__The problem__
Find every line below that contains the word "purple" and copy each of those lines in full.

__Provided data__
------------------------------

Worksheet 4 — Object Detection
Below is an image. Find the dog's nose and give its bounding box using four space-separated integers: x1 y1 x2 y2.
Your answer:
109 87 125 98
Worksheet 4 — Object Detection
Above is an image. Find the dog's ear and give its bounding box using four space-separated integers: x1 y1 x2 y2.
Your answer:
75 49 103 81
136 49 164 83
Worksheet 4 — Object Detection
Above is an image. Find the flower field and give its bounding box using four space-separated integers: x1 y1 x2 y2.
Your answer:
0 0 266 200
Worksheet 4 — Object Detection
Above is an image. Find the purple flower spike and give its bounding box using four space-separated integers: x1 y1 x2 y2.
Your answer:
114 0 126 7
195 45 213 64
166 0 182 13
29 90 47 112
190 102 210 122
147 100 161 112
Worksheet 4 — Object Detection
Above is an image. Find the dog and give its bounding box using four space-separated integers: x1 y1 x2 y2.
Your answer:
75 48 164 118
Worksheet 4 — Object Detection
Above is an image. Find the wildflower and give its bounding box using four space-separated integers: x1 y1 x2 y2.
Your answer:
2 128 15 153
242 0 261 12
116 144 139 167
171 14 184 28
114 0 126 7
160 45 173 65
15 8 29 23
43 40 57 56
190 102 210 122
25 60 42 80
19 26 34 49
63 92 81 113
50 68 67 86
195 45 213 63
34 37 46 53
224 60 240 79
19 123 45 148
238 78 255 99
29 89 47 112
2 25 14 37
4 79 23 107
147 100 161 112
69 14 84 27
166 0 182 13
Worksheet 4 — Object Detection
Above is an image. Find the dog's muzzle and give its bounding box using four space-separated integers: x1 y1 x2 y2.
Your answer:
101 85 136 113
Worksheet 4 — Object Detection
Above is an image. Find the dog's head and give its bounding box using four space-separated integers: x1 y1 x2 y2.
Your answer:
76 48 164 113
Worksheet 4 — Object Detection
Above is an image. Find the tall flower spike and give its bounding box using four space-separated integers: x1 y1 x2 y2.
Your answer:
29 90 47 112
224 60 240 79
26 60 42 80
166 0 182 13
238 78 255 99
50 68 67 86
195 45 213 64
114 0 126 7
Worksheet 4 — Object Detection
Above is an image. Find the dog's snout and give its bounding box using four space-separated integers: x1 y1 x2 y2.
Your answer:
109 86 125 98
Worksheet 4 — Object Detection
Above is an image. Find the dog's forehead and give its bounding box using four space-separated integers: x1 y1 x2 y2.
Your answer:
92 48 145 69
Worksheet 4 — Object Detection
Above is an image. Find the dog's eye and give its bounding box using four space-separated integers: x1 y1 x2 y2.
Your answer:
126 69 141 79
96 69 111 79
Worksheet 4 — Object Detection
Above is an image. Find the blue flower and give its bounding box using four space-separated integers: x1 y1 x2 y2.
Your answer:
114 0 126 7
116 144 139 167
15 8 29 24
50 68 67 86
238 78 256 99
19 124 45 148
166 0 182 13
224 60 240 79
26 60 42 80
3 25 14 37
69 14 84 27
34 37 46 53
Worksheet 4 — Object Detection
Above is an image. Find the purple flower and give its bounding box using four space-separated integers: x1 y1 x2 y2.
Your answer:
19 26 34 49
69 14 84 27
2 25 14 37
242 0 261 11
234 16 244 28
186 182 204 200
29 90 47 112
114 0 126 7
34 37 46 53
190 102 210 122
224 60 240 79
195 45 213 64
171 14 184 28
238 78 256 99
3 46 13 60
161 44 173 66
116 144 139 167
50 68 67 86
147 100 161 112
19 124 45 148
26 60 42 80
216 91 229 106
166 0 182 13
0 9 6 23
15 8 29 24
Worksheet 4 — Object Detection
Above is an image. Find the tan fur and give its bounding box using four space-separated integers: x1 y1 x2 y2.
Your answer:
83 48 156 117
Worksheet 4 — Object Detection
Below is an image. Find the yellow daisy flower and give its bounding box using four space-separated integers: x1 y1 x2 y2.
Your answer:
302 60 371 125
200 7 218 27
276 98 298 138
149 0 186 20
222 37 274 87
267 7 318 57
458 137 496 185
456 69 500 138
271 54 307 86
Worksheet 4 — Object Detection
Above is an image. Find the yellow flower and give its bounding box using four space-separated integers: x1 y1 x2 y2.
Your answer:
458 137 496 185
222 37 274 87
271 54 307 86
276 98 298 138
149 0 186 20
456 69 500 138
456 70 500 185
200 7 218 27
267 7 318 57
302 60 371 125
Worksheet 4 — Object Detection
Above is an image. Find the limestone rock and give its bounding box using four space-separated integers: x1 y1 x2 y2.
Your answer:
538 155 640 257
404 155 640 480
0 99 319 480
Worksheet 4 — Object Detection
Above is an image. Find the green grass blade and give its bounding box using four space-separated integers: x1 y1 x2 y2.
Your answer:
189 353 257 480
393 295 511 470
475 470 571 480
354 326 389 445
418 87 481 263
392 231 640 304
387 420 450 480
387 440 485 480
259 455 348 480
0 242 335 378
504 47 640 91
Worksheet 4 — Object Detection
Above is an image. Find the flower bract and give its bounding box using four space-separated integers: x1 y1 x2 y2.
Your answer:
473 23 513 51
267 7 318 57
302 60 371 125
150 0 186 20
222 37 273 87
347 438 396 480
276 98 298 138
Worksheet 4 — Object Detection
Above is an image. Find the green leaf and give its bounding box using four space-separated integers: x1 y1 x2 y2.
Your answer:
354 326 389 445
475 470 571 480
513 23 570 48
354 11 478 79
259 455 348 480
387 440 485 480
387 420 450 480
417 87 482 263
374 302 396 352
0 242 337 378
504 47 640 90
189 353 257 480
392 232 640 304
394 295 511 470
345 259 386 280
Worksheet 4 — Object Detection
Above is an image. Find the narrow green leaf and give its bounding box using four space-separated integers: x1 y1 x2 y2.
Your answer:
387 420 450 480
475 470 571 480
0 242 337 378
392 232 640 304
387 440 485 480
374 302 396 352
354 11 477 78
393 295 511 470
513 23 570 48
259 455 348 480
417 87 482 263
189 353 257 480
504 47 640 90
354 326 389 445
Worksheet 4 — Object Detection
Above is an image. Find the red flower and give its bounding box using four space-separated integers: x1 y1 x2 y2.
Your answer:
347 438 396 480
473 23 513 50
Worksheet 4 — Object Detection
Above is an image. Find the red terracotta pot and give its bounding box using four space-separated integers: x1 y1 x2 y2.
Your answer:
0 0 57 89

------------------------------

__Response to this exercise__
Above is an image. Find the purple flower spike and give its bounding box using four space-separated integers: x1 y1 x2 y2.
Above is an image. Find the purple flower and give its bounding box using four space-separated integers: x1 y1 x2 y2.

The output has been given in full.